> EXTRACT TO READ
## BEGIN
From December 1996 to December 2003, Wangusa worked with New Vision Printing and Publishing Corporation, Uganda, as a features sub-editor, and in August – December 1996, she served as books editor with Fountain Publishers Ltd, Uganda.

==Honours, appointments and awards==
From 2009 to 2011, Wangusa served as Coordinator of the Gender and Women's Rights Workshop of the Commonwealth Peoples' Forum, Perth, Australia, and Commonwealth Civil Society Advisory Committee Member (CSAC), representing the East African region.

Wangusa was selected by New Partnership for Africa's Development (NEPAD) to be part of the expert pool on Capacity Development and Knowledge Exchange, July 2011.

In 2005, Wangusa was a Representative of Women Writers to the PEN Uganda Chapter.

In September–October 2003, Wangusa participated in the Cheltenham Literature Festival in the UK as part of the Across Continents Project. Also in 2003, she served as a judge for the prestigious Commonwealth Writers' Prize (African Region), sponsored by the Commonwealth Foundation along with Prof. Mary Kolawole of Nigeria and Prof. Andries Oliphant of South Africa.

During August–October 1998, Wangusa participated in the prestigious International Writers Program, University of Iowa, and was awarded an Honorary Fellowship in Writing by the University of Iowa.
## END
> TASKS TO CARRY OUT
1. Extract part of the Wangusa passage word for word. Begin at the words "In September–October 2003, Wangusa" and stop after "University of Iowa.".
2. Name every country mentioned in the Wangusa passage.
3. Using the Wangusa passage, say whether each statement agrees with it, and quote the words that decide it: (a) Wangusa was a features sub-editor at Fountain Publishers; (b) in 2003 Wangusa judged the Commonwealth Writers' Prize for the African Region; (c) the University of Iowa gave Wangusa an Honorary Fellowship in Writing.
The items after this point come from a separate source and have nothing to do with the Wangusa passage.

> LISTED ENTRIES
## BEGIN
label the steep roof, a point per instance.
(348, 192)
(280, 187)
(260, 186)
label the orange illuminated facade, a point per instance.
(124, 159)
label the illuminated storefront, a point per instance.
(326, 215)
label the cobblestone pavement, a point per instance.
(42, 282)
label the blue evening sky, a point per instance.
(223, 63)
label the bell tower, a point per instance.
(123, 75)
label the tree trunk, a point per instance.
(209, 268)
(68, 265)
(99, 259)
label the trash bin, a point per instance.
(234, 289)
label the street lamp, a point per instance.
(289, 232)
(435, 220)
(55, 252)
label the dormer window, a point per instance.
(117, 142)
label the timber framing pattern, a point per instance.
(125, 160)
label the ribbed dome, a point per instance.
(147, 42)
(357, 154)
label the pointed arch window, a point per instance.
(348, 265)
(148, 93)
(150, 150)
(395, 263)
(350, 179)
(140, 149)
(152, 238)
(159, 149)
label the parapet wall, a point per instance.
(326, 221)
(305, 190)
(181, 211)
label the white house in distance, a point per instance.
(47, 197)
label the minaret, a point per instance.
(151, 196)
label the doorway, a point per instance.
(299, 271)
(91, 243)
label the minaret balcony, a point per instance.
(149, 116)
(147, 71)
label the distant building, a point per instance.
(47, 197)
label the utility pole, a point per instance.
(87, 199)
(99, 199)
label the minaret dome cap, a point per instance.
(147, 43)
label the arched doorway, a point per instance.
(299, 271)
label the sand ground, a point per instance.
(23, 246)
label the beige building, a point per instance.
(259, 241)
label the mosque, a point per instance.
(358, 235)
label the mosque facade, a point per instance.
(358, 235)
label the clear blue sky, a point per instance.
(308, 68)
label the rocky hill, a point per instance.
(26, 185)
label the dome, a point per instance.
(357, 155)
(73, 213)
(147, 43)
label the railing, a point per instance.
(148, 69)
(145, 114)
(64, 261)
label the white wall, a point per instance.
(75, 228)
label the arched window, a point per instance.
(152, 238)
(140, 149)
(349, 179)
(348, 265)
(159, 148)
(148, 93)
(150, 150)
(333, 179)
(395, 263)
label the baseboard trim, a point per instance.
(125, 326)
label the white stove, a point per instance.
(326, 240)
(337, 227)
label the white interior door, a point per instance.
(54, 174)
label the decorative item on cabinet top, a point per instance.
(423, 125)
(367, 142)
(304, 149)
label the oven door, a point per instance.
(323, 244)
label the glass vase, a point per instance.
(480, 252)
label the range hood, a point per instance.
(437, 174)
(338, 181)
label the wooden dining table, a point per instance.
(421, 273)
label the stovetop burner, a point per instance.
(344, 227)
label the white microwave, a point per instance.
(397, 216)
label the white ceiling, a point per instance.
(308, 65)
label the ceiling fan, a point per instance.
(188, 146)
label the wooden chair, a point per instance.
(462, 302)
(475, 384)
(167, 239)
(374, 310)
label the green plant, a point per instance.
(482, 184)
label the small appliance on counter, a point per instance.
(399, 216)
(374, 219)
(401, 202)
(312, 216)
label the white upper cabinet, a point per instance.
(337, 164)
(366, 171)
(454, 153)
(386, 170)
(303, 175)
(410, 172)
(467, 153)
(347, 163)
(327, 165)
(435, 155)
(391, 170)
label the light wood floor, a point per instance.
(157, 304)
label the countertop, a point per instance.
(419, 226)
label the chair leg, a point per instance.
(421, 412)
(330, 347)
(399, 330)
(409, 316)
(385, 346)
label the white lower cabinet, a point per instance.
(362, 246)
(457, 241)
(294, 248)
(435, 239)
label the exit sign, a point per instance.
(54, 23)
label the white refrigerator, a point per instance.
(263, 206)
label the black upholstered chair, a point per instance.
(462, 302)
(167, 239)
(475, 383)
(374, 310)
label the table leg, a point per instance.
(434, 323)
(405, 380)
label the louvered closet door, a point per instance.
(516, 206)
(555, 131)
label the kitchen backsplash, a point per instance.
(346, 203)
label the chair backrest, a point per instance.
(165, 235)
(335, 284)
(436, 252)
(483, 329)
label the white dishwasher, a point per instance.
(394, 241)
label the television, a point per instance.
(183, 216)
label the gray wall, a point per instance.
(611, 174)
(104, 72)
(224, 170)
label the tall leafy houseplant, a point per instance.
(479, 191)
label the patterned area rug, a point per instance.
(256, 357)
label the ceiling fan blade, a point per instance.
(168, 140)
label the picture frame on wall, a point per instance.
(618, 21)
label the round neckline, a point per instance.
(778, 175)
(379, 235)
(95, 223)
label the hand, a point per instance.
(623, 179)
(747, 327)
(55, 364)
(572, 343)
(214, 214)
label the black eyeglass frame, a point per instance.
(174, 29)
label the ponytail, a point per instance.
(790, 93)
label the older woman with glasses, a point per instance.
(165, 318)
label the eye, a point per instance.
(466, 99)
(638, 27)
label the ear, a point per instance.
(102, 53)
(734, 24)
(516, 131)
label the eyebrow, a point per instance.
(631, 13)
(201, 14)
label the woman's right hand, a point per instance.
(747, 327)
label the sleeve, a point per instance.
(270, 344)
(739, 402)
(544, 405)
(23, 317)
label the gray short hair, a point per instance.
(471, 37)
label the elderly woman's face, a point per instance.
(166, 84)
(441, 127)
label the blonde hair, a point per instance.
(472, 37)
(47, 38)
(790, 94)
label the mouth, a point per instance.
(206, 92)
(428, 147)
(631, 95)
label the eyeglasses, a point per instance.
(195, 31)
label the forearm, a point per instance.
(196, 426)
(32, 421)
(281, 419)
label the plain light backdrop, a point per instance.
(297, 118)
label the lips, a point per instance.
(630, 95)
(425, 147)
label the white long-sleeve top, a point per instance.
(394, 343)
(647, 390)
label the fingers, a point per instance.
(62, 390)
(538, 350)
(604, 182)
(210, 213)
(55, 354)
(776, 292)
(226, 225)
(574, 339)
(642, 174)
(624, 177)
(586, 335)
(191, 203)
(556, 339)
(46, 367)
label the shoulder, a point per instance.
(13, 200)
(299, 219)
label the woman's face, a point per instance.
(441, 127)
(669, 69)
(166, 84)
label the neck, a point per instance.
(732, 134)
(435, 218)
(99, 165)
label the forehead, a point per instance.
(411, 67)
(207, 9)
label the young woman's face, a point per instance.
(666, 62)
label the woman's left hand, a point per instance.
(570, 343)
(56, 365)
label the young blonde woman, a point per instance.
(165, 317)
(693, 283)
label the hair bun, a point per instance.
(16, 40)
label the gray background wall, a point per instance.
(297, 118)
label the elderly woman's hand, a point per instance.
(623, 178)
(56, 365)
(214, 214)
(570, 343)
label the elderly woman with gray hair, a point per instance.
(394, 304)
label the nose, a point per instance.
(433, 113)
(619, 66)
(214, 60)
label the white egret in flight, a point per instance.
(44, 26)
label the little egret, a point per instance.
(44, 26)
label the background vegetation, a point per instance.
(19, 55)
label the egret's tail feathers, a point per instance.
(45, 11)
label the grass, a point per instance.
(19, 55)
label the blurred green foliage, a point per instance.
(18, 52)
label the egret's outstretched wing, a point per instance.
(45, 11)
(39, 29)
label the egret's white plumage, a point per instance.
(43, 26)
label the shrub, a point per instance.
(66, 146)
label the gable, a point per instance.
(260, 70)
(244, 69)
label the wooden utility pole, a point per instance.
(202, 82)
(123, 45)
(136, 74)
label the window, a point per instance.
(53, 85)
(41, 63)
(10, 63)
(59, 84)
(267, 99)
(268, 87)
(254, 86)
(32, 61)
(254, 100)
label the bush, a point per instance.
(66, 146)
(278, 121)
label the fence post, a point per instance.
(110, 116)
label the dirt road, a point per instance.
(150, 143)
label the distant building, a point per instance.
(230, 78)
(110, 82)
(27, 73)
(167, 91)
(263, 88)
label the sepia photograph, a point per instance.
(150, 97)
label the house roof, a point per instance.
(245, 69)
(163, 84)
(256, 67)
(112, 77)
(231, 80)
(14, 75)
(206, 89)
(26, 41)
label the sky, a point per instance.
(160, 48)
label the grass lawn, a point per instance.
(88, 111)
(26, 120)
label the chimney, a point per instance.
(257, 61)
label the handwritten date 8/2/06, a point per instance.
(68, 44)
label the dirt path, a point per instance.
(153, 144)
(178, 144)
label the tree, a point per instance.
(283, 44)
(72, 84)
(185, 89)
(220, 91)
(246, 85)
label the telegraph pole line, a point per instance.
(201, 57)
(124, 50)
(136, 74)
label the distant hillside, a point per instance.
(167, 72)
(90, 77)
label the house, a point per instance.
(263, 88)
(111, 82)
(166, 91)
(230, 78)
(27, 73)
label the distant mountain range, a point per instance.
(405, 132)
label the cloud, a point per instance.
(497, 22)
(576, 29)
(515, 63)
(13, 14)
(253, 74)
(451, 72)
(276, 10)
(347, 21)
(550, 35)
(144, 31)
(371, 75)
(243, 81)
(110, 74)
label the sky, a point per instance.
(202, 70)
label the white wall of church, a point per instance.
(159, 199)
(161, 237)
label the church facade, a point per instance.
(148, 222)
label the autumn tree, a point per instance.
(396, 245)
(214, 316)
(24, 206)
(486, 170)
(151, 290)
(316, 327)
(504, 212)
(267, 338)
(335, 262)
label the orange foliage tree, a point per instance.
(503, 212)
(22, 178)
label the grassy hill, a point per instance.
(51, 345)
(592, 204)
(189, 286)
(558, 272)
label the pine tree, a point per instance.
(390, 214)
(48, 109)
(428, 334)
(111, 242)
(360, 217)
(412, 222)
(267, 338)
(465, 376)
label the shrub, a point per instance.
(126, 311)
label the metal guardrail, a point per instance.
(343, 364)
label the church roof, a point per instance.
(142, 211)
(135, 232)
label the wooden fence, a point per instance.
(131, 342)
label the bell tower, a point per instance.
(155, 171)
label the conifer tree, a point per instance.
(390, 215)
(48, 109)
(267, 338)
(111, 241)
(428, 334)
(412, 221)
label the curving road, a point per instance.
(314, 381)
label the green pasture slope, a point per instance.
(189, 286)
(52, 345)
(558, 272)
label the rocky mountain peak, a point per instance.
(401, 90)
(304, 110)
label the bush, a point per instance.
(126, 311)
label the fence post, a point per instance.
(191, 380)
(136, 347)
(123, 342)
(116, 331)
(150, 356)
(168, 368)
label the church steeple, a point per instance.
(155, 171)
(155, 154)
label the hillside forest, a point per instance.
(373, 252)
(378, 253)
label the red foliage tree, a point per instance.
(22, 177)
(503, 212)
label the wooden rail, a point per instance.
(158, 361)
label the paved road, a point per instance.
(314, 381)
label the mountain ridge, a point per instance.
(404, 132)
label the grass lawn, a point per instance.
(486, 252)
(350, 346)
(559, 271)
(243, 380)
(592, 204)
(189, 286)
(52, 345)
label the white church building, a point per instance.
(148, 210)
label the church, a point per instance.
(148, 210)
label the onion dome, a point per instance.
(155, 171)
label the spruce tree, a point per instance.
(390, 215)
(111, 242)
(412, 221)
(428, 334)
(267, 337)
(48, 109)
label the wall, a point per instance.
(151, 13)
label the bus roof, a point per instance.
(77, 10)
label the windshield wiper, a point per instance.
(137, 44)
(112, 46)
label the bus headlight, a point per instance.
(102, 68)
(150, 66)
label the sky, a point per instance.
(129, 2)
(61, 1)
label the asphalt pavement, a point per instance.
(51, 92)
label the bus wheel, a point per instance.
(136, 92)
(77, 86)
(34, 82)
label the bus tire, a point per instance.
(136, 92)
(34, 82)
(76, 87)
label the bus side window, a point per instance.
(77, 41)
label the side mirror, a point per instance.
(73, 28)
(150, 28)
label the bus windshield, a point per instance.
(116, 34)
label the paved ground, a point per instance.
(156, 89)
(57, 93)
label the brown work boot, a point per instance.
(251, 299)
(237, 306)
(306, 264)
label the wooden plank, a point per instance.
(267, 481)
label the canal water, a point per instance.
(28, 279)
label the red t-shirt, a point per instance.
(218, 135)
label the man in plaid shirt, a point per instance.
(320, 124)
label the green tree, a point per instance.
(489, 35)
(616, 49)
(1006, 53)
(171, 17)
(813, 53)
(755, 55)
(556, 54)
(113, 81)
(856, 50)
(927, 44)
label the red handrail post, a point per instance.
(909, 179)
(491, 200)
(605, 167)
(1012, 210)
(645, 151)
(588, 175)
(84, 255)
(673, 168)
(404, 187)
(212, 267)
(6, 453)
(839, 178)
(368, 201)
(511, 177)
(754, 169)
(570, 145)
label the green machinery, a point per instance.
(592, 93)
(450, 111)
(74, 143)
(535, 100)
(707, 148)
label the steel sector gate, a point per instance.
## END
> FINAL RESULTS
1.
In September–October 2003, Wangusa participated in the Cheltenham Literature Festival in the UK as part of the Across Continents Project. Also in 2003, she served as a judge for the prestigious Commonwealth Writers' Prize (African Region), sponsored by the Commonwealth Foundation along with Prof. Mary Kolawole of Nigeria and Prof. Andries Oliphant of South Africa.

During August–October 1998, Wangusa participated in the prestigious International Writers Program, University of Iowa, and was awarded an Honorary Fellowship in Writing by the University of Iowa.

2. Uganda, Australia, the UK, Nigeria, South Africa

3.
(a) No: "she served as books editor with Fountain Publishers Ltd"
(b) Yes: "Also in 2003, she served as a judge for the prestigious Commonwealth Writers' Prize (African Region)"
(c) Yes: "was awarded an Honorary Fellowship in Writing by the University of Iowa"